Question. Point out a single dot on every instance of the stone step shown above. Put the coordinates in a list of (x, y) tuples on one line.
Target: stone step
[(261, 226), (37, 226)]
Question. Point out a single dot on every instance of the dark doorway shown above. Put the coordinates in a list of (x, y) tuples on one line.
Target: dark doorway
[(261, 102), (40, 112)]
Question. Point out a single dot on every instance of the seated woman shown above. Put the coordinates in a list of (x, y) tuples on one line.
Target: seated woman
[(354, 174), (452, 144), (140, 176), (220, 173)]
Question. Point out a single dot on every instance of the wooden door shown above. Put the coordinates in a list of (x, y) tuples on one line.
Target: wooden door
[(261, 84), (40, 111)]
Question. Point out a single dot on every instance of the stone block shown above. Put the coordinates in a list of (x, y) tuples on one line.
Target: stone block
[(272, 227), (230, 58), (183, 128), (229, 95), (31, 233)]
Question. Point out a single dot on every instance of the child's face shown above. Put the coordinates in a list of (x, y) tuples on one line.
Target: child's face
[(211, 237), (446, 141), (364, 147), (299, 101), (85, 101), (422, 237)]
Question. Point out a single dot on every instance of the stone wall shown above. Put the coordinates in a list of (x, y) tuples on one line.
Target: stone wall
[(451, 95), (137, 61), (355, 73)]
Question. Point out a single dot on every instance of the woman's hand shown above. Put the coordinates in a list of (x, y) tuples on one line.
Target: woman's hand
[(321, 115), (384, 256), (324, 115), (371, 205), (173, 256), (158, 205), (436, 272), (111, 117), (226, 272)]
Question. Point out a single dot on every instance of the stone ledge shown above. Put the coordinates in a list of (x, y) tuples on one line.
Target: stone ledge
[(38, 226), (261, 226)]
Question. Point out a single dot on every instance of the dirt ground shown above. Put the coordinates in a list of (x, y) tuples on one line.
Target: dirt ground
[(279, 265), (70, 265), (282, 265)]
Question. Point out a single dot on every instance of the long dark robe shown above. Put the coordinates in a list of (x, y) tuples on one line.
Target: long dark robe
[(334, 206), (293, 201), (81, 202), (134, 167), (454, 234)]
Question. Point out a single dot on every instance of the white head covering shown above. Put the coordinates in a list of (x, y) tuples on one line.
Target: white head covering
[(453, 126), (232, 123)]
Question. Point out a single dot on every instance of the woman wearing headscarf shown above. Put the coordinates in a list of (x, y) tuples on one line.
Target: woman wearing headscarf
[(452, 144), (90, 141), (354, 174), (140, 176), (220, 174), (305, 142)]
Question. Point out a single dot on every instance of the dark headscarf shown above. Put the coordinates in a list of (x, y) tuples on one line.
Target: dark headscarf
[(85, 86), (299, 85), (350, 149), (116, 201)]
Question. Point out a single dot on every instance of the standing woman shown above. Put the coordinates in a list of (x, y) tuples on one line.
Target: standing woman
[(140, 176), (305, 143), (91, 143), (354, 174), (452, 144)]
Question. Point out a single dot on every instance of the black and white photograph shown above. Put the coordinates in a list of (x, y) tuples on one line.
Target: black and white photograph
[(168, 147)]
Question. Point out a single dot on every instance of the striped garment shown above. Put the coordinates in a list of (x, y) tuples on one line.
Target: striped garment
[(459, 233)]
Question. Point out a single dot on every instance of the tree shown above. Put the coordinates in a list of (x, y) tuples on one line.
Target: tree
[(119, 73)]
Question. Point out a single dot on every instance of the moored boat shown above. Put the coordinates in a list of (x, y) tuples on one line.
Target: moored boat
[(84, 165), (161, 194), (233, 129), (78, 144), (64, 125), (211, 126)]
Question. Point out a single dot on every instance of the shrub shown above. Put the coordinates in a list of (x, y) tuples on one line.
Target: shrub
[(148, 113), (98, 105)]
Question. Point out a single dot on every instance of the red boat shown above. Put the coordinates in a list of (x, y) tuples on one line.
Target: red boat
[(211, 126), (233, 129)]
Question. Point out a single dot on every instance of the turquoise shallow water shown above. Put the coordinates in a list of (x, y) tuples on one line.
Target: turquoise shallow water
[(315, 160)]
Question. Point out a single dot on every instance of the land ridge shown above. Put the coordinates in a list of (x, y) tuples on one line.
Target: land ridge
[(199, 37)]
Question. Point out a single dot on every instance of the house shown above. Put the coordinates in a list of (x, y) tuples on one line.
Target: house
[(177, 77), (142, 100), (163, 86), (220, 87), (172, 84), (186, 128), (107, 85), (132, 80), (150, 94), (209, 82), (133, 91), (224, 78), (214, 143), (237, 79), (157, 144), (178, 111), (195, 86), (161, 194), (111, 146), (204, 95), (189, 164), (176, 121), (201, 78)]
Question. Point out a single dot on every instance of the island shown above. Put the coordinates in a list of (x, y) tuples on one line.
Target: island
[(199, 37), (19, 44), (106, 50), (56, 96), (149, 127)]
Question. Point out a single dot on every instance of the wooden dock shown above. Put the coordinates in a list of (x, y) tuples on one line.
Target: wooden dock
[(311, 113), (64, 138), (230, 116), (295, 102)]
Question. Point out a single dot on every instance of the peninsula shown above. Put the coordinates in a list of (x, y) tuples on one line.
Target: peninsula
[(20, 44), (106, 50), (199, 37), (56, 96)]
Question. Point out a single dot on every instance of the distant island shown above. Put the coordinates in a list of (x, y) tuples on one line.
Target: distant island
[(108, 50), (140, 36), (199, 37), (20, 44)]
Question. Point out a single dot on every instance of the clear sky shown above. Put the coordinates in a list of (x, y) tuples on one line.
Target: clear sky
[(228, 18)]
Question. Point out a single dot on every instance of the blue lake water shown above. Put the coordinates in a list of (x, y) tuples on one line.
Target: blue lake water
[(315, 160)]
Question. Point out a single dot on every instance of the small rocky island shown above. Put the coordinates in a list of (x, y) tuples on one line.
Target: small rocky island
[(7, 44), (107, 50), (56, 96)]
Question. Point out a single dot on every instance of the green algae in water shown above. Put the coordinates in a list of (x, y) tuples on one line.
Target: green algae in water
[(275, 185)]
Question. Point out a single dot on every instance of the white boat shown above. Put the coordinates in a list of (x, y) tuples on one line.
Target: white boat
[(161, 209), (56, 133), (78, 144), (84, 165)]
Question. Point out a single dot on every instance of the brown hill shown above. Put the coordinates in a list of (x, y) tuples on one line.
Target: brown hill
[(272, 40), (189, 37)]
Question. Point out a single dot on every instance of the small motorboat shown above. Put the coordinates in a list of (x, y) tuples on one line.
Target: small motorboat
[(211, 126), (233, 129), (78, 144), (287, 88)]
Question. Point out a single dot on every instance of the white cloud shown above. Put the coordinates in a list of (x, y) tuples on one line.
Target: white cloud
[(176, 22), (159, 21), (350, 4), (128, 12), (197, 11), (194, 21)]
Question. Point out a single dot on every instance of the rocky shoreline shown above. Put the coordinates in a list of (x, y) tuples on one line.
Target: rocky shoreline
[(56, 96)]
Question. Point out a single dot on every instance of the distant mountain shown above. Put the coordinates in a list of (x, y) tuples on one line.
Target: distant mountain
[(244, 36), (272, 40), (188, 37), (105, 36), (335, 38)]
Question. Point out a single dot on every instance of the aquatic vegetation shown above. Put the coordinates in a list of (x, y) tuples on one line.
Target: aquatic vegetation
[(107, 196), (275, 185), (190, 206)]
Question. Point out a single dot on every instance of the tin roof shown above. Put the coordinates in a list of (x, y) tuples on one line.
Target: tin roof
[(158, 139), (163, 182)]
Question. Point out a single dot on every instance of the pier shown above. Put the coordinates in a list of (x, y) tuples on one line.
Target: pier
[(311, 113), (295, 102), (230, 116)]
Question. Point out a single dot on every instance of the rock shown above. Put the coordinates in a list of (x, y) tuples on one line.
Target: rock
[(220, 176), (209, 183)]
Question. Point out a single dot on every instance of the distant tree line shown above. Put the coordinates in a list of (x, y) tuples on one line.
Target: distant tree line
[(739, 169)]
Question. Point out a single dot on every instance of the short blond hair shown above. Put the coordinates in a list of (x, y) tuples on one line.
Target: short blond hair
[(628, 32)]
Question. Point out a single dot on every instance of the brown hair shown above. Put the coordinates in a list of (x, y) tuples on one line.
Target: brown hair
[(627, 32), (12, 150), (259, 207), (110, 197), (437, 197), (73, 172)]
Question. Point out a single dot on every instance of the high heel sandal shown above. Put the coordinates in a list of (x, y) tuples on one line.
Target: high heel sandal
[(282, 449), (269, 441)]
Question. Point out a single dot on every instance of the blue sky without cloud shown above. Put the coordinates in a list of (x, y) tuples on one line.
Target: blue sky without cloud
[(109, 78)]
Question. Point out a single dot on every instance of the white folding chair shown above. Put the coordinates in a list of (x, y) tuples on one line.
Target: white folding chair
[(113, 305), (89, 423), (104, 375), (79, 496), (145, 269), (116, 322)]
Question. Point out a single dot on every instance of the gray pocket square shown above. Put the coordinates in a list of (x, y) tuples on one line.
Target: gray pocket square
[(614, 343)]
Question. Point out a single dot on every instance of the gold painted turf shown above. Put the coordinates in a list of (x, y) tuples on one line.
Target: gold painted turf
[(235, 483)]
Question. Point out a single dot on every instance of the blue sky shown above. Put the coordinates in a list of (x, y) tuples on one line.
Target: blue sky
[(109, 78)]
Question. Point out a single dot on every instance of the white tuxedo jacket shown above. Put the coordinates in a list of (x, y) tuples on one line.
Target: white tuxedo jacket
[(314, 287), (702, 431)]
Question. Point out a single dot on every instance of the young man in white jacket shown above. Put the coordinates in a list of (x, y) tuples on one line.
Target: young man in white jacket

- [WHAT YOU SHOULD DO]: Look through the entries above and quote exactly the lines from the line with "Target: short blond hair" to the line with "of the gray", counting both of those lines.

- [ANSWER BOX]:
Target: short blond hair
[(628, 32)]
Question. Point out a single dot on every instance of the brown hair shown above. Put the coordinates in a list of (x, y) tuples on one line.
Target: brown hair
[(627, 32), (12, 150), (259, 207), (110, 197), (437, 197), (73, 172)]
Question. Point out a single dot on every instance of the high heel sandal shown above. Put the coordinates in a list of (x, y) tuples on one line.
Target: high heel sandal
[(282, 449), (269, 441)]
Question. Point out a single dot on every instance of the blue sky without cloud shown above. Put the coordinates in a list of (x, y) tuples on one line.
Target: blue sky without cloud
[(109, 78)]
Question. Point out a single dot on every instance of the white folding chair shown above. Put the coordinates in a list of (x, y) tuples on one line.
Target: white folding chair
[(113, 305), (89, 423), (104, 375), (79, 496), (145, 269), (116, 322)]
Question. Point out a single dot on every instance of the gray pocket square shown above. Put the coordinates in a list of (x, y) tuples on one line.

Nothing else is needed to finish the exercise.